Einträge zur Aufgabe
+ + +
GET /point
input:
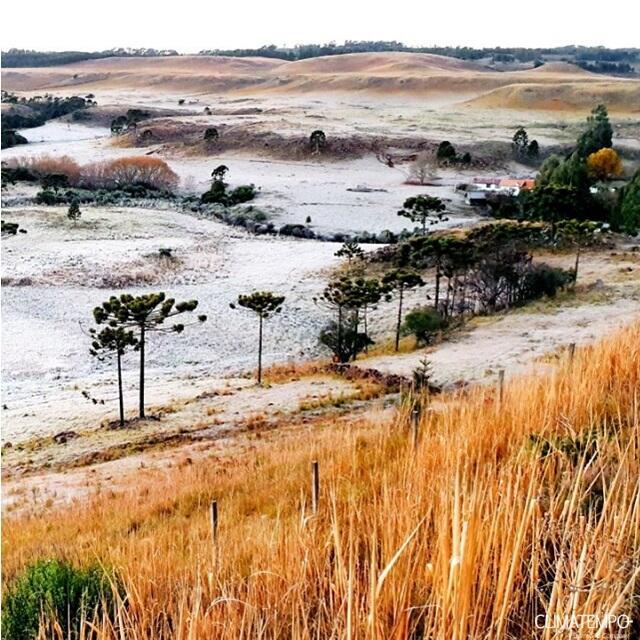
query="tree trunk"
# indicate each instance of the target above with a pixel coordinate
(354, 344)
(340, 333)
(120, 396)
(366, 329)
(399, 320)
(260, 353)
(141, 402)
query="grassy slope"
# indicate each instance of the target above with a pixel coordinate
(467, 537)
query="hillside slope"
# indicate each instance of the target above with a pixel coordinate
(484, 522)
(551, 86)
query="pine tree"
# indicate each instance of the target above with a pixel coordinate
(146, 314)
(74, 212)
(423, 209)
(113, 341)
(401, 280)
(264, 304)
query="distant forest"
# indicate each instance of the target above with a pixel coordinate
(597, 59)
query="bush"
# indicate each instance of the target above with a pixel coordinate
(243, 193)
(423, 323)
(344, 342)
(123, 172)
(627, 212)
(48, 197)
(218, 194)
(56, 591)
(543, 280)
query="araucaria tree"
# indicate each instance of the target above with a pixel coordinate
(113, 340)
(74, 212)
(318, 140)
(599, 132)
(350, 250)
(264, 304)
(401, 280)
(145, 314)
(345, 297)
(423, 209)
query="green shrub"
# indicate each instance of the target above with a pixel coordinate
(243, 193)
(217, 193)
(423, 323)
(544, 280)
(54, 590)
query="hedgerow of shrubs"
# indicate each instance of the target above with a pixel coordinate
(51, 592)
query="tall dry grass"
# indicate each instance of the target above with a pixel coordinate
(501, 513)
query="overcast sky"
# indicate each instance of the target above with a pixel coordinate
(192, 25)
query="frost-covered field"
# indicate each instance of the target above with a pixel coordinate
(57, 273)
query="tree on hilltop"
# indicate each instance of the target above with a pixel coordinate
(113, 341)
(423, 209)
(401, 280)
(599, 132)
(318, 140)
(146, 314)
(264, 304)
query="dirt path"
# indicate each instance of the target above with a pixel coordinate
(512, 342)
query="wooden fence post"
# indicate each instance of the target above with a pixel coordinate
(214, 521)
(572, 353)
(501, 385)
(315, 486)
(415, 421)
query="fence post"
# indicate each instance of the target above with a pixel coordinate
(572, 353)
(415, 421)
(501, 385)
(214, 521)
(315, 486)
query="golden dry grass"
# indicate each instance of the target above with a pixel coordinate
(501, 512)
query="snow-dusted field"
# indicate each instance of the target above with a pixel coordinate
(290, 191)
(57, 273)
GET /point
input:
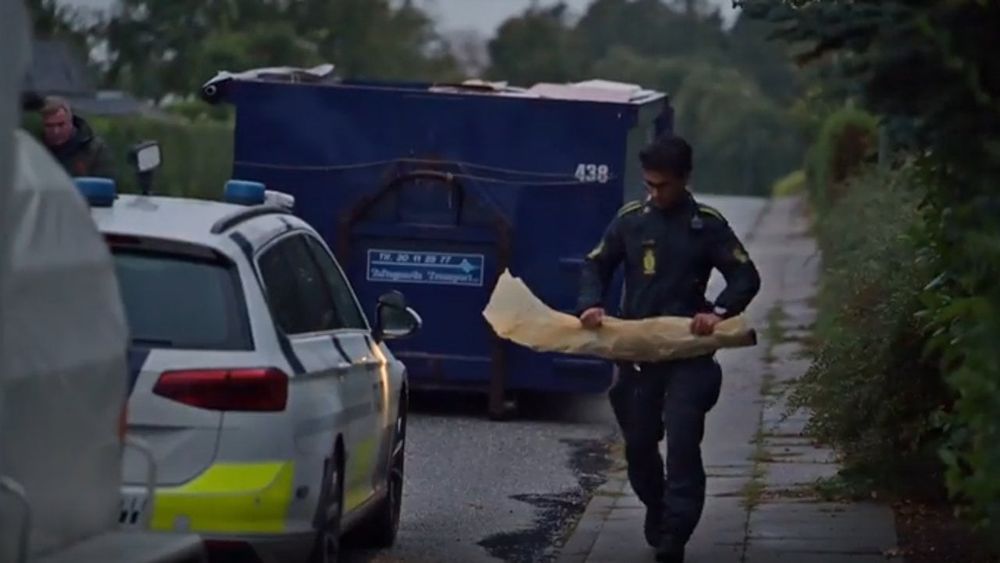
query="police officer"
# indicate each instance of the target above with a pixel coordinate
(669, 245)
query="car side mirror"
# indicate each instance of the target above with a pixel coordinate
(393, 319)
(146, 158)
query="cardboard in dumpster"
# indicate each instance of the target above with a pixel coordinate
(516, 314)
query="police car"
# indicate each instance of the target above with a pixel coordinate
(276, 414)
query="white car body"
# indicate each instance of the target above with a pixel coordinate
(209, 287)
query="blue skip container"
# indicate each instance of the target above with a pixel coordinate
(434, 190)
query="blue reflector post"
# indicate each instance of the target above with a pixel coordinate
(244, 192)
(99, 192)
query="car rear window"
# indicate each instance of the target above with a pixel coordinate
(174, 301)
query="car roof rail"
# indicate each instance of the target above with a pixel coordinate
(230, 221)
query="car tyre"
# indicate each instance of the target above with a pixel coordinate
(380, 528)
(327, 543)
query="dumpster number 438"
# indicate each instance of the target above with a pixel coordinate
(599, 173)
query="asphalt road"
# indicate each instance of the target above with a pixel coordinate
(511, 491)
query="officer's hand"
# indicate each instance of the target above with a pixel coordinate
(703, 324)
(592, 318)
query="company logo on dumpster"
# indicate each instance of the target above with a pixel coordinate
(437, 268)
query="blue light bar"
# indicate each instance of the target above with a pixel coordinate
(99, 192)
(244, 192)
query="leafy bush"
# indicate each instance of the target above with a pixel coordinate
(873, 392)
(845, 142)
(197, 157)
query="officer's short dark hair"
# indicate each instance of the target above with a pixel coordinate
(668, 155)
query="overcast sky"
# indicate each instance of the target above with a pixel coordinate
(482, 15)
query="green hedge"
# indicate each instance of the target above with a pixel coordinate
(873, 392)
(846, 141)
(197, 156)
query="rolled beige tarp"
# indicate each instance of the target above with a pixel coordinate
(516, 314)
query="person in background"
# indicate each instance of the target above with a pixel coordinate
(73, 142)
(669, 245)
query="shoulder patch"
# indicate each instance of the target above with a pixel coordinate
(711, 212)
(630, 207)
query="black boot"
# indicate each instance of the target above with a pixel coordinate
(670, 551)
(651, 527)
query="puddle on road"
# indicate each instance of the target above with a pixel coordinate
(557, 513)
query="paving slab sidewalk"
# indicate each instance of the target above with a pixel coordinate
(760, 506)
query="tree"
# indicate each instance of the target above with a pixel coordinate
(536, 46)
(648, 27)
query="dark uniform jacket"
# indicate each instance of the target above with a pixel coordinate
(85, 154)
(668, 256)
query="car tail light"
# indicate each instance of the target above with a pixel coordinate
(259, 390)
(123, 423)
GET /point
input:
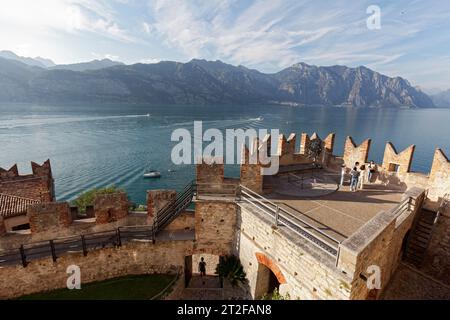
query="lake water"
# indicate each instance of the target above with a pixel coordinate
(98, 145)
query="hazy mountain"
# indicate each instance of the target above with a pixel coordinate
(37, 62)
(202, 82)
(91, 65)
(442, 99)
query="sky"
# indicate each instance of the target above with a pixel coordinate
(412, 41)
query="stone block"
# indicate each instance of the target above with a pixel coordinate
(110, 207)
(49, 216)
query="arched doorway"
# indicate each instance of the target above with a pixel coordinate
(193, 278)
(269, 276)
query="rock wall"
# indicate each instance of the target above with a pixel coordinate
(353, 153)
(49, 217)
(156, 200)
(380, 243)
(110, 207)
(403, 159)
(307, 273)
(437, 259)
(38, 186)
(215, 223)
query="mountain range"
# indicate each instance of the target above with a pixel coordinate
(202, 82)
(442, 99)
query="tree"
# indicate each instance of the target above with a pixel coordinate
(231, 268)
(87, 198)
(315, 149)
(275, 295)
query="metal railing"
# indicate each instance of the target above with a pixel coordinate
(217, 189)
(172, 209)
(282, 217)
(55, 248)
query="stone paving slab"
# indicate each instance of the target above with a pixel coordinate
(408, 283)
(341, 212)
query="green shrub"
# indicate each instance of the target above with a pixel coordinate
(87, 198)
(231, 268)
(275, 295)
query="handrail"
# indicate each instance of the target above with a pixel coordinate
(296, 218)
(49, 248)
(173, 208)
(292, 222)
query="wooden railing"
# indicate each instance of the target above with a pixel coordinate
(282, 217)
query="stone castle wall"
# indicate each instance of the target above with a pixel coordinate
(307, 273)
(437, 259)
(133, 258)
(215, 223)
(48, 217)
(110, 207)
(37, 186)
(380, 242)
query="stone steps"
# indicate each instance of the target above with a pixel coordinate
(419, 238)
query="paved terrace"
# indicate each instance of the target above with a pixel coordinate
(321, 203)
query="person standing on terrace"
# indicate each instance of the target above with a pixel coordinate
(371, 167)
(343, 171)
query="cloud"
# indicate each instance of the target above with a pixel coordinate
(70, 16)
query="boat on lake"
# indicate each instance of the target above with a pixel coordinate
(152, 174)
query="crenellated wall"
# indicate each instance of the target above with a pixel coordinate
(156, 200)
(354, 153)
(110, 207)
(397, 162)
(38, 186)
(50, 216)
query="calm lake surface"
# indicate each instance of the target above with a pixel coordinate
(97, 145)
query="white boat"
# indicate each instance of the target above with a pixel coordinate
(152, 174)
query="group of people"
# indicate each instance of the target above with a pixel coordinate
(359, 174)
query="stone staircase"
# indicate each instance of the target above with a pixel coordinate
(419, 238)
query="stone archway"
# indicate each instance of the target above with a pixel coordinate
(265, 260)
(269, 276)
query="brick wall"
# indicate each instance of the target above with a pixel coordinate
(38, 186)
(377, 243)
(215, 223)
(353, 153)
(437, 259)
(308, 274)
(402, 159)
(156, 200)
(133, 258)
(2, 226)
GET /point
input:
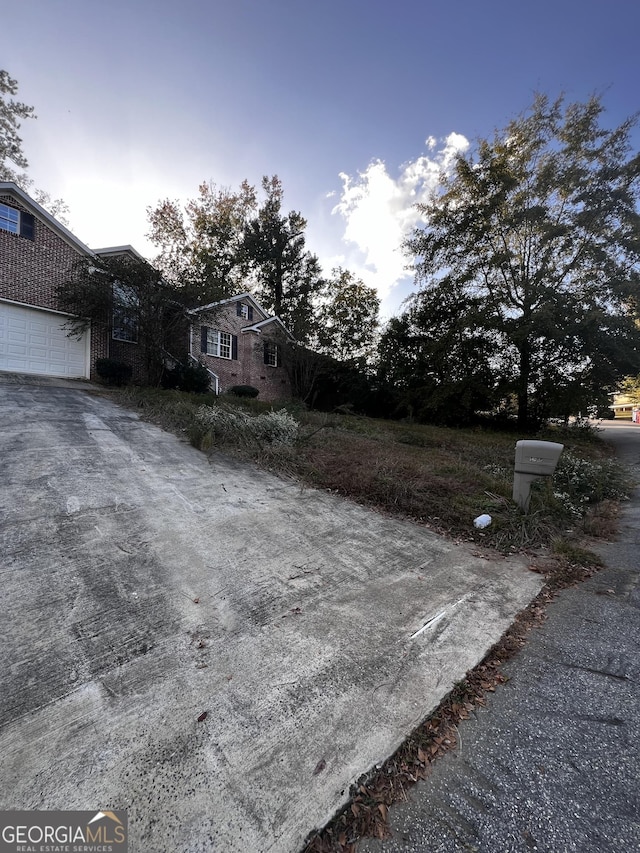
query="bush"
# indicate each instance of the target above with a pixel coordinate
(194, 379)
(236, 427)
(113, 372)
(243, 391)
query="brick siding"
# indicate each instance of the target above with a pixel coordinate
(249, 368)
(30, 271)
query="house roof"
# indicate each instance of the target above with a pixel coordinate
(11, 189)
(245, 297)
(257, 327)
(8, 188)
(120, 250)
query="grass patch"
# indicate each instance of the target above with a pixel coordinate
(437, 476)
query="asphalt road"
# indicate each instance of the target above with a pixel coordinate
(552, 764)
(217, 651)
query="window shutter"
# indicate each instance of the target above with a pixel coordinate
(27, 226)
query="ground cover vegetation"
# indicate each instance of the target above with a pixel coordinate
(435, 475)
(439, 476)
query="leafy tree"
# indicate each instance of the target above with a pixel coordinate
(287, 276)
(438, 360)
(201, 247)
(348, 318)
(537, 236)
(128, 292)
(12, 157)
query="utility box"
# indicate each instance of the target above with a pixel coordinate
(533, 459)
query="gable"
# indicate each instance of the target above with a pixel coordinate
(33, 217)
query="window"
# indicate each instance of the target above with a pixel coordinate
(125, 314)
(271, 353)
(218, 343)
(244, 310)
(17, 222)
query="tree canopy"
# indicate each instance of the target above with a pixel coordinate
(13, 161)
(228, 241)
(126, 293)
(535, 239)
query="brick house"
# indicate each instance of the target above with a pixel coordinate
(238, 342)
(241, 344)
(37, 253)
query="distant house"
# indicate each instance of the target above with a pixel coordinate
(236, 339)
(241, 344)
(625, 407)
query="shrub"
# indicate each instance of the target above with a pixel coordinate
(236, 427)
(244, 391)
(113, 372)
(194, 378)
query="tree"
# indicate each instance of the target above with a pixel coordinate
(12, 157)
(348, 318)
(537, 235)
(128, 294)
(201, 249)
(287, 276)
(438, 359)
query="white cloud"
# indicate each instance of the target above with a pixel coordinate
(379, 210)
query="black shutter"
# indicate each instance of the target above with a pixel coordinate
(27, 226)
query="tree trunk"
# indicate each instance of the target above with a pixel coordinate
(524, 351)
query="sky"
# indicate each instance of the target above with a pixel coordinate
(355, 104)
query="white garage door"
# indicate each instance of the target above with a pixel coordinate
(34, 341)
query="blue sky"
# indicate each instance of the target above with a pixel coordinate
(355, 104)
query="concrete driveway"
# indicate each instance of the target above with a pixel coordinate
+ + +
Zu bearbeiten
Ermittle in den Einträgen jede Zeile, die die Zeichenfolge „white“ enthält, und schreibe diese Zeilen ab. Achte dabei auf Groß- und Kleinschreibung.

Richtige Antwort
query="white car body"
query="white boat"
query="white cloud"
query="white garage door"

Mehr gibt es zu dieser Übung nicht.